(Document text)
START
Tuesday, July 19, 2011

Corporate Social Responsibility: Whole Foods vs. Cypress Semiconducter

My colleague Mark Cohen pointed me to an interesting debate on Corporate Social Responsibility in REASON Magazine ("Free minds and Free Markets") between three libertarians: Whole Foods CEO John Mackay, Milton Friedman, and Cypress Seminconductor's TJ Rogers, who makes an appearance in John Stossel's intriguing "Greed" video.

Professor Friedman's classic argument is that since shareholders can contribute to charity if they want, the corporation should return as much money as possible to shareholders to let them pursue their own goals. Indeed, Mr. Rogers' employees can afford to be altruistic, partly because they have jobs at Cypress:

My company, Cypress Semiconductor, has won the trophy for the Second Harvest Food Bank competition for the most food donated per employee in Silicon Valley for the last 13 consecutive years (1 million pounds of food in 2004).
END
(Listed records)
START
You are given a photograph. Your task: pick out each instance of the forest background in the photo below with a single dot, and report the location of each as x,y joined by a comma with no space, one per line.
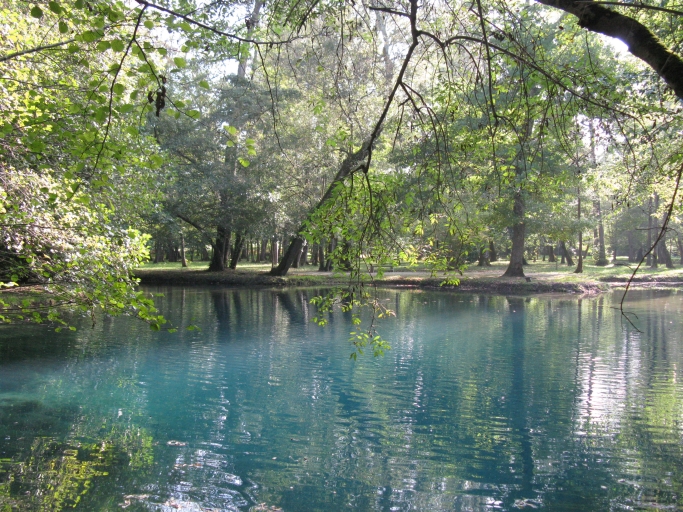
354,135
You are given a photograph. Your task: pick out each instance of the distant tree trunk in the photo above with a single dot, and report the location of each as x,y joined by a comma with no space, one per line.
551,254
579,267
314,254
568,257
264,250
655,233
183,261
493,255
599,236
321,256
157,252
274,251
220,246
483,257
515,267
664,254
330,250
631,247
639,254
291,257
303,256
350,164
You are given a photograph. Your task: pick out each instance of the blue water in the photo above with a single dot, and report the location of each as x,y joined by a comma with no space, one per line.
483,403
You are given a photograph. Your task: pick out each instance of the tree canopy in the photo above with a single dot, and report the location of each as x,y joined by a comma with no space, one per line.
379,131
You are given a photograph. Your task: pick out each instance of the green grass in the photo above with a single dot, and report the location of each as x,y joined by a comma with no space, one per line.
539,269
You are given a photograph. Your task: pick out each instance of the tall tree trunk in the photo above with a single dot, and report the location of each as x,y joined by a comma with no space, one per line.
330,249
183,261
599,236
483,257
655,233
237,250
350,164
579,267
220,247
567,255
515,267
314,254
321,256
631,247
493,255
551,254
649,231
303,257
664,254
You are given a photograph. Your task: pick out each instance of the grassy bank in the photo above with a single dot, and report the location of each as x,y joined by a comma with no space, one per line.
542,277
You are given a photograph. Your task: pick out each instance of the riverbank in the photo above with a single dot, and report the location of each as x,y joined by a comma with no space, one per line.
540,278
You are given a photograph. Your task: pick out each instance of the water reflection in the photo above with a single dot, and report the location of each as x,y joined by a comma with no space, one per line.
483,402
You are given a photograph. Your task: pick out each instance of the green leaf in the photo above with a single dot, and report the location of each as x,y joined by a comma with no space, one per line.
91,35
37,146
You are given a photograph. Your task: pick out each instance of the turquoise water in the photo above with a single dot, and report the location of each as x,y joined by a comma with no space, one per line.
483,403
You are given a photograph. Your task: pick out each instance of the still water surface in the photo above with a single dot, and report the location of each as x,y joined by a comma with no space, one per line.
483,403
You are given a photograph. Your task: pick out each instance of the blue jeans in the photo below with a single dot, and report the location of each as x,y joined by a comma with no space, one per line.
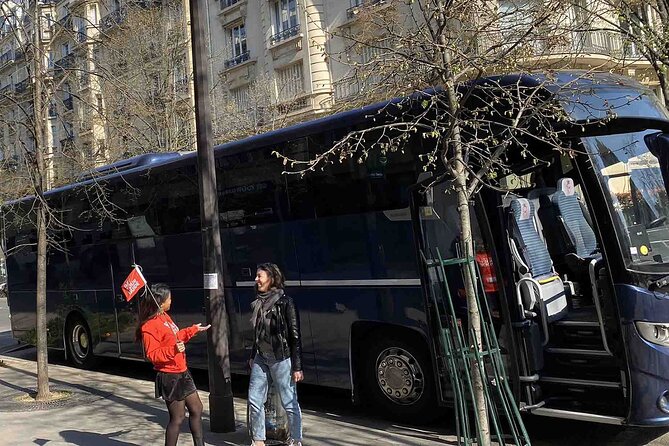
280,374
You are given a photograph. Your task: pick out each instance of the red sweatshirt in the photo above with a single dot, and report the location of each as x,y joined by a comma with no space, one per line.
160,337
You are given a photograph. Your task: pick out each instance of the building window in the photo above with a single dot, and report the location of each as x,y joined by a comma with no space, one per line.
285,19
237,38
240,98
289,82
54,135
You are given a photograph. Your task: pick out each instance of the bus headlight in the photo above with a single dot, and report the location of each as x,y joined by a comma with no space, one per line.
655,332
663,402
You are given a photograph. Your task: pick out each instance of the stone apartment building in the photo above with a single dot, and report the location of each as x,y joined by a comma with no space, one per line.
295,48
298,46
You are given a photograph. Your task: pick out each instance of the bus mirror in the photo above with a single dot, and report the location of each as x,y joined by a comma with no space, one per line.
429,191
658,144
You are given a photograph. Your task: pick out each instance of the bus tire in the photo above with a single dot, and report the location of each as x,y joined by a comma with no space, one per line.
79,343
399,379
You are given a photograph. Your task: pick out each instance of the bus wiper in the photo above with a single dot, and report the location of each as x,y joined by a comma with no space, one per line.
657,284
609,126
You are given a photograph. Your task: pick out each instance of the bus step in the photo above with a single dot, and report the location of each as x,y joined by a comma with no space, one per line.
580,382
575,415
568,323
585,316
577,336
602,368
576,351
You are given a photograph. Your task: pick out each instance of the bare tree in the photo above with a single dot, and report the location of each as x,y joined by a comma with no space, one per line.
41,94
142,67
435,53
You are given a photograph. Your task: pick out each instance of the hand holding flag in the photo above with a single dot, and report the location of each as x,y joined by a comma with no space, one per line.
133,283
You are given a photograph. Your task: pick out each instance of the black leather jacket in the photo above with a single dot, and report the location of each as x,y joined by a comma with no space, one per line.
285,333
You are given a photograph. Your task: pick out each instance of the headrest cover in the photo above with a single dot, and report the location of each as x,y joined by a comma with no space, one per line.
525,209
566,185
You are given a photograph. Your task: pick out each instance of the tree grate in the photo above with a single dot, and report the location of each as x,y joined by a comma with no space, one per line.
18,399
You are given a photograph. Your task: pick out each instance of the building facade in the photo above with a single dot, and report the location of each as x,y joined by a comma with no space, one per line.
301,49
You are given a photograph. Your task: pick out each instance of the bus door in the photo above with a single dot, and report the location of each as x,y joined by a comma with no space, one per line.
121,259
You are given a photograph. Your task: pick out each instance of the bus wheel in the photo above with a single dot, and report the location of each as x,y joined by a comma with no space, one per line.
399,380
79,343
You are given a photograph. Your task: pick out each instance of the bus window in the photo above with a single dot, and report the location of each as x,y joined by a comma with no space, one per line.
254,189
631,176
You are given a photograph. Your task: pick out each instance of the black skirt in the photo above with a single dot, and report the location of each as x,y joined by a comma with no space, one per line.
174,386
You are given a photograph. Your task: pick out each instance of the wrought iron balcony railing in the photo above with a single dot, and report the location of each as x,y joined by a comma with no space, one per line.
237,60
22,86
285,34
228,3
357,4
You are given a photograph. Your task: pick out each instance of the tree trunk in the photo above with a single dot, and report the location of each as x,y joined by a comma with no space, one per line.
43,392
459,172
661,72
39,183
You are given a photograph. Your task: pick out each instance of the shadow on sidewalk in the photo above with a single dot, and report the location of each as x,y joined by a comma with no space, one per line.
153,414
90,438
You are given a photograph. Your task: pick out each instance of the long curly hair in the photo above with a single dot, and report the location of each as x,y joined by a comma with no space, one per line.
274,273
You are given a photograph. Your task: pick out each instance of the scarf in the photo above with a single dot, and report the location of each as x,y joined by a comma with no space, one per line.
263,303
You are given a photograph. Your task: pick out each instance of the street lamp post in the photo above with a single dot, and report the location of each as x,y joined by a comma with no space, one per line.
221,407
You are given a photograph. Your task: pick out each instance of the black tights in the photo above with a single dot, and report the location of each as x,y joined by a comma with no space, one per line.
177,410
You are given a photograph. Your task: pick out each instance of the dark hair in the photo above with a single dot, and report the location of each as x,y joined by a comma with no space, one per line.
148,307
274,273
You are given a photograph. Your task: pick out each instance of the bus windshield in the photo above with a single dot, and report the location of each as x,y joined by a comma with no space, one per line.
630,174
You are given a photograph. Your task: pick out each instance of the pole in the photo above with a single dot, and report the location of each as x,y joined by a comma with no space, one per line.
222,418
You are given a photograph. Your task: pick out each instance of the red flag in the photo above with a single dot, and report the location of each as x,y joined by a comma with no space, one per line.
133,283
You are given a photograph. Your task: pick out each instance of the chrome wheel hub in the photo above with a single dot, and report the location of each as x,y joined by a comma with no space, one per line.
80,341
399,376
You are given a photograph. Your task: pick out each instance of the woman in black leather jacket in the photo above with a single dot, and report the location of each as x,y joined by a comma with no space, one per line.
277,352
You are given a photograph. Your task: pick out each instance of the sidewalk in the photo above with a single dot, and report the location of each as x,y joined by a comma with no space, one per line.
110,410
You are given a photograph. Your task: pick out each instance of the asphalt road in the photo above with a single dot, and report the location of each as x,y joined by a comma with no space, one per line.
543,431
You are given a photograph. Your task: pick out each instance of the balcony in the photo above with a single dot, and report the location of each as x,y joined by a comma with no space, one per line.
22,86
346,88
65,22
64,63
356,5
285,34
6,58
294,105
67,142
237,60
113,19
604,43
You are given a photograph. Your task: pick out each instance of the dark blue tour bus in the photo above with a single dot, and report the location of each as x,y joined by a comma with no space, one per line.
574,259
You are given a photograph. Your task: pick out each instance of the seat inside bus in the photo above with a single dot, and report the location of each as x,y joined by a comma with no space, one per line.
569,235
539,287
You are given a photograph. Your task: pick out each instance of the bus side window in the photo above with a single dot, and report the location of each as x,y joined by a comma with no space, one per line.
254,189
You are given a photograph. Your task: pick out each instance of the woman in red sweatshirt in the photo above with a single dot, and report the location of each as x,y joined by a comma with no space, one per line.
164,346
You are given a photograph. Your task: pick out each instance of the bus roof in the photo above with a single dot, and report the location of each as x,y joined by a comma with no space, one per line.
553,83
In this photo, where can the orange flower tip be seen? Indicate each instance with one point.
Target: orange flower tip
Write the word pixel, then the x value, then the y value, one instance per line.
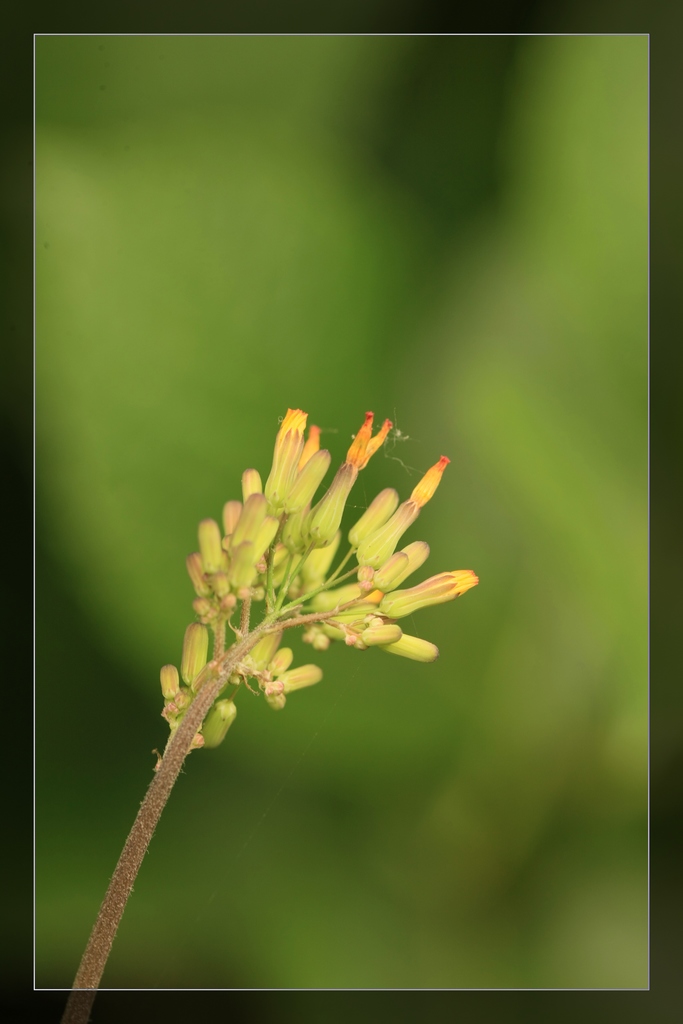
pixel 464 580
pixel 429 482
pixel 365 445
pixel 294 421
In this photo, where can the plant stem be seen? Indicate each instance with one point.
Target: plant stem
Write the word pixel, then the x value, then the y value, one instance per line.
pixel 111 911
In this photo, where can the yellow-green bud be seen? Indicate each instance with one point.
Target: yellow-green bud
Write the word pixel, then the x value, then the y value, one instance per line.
pixel 251 520
pixel 251 483
pixel 280 560
pixel 197 741
pixel 281 662
pixel 231 513
pixel 293 531
pixel 366 577
pixel 413 647
pixel 324 520
pixel 393 569
pixel 210 545
pixel 384 634
pixel 265 536
pixel 263 652
pixel 305 675
pixel 436 590
pixel 170 681
pixel 274 698
pixel 204 608
pixel 315 636
pixel 195 651
pixel 181 699
pixel 288 451
pixel 243 565
pixel 221 585
pixel 196 573
pixel 377 548
pixel 217 723
pixel 317 564
pixel 330 599
pixel 418 553
pixel 307 481
pixel 377 513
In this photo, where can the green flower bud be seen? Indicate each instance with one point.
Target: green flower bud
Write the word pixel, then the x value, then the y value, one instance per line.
pixel 297 679
pixel 317 564
pixel 289 448
pixel 418 553
pixel 274 698
pixel 413 647
pixel 436 590
pixel 315 636
pixel 366 577
pixel 384 634
pixel 251 520
pixel 330 599
pixel 170 681
pixel 381 509
pixel 307 481
pixel 324 520
pixel 265 536
pixel 390 571
pixel 221 585
pixel 205 609
pixel 281 662
pixel 196 572
pixel 210 545
pixel 378 547
pixel 243 565
pixel 293 531
pixel 231 513
pixel 251 484
pixel 195 651
pixel 217 723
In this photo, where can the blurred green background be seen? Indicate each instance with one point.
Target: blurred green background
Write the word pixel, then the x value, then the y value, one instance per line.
pixel 452 231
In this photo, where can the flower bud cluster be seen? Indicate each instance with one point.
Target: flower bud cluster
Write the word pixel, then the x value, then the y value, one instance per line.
pixel 279 544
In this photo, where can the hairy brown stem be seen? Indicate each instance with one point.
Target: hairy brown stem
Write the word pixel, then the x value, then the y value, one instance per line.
END
(Exercise description)
Using the post on corporate social responsibility, decide whether each statement agrees with it. Answer yes or no for each and quote the words from the post that settle it.
(a) The debate on Corporate Social Responsibility appeared in REASON Magazine.
(b) Professor Friedman argues that the corporation should give as much money as possible to charity.
(c) Cypress Semiconductor has won the Second Harvest Food Bank trophy for the last 10 consecutive years.

(Written answer)
(a) Yes: "an interesting debate on Corporate Social Responsibility in REASON Magazine"
(b) No: "the corporation should return as much money as possible to shareholders to let them pursue their own goals"
(c) No: "for the last 13 consecutive years"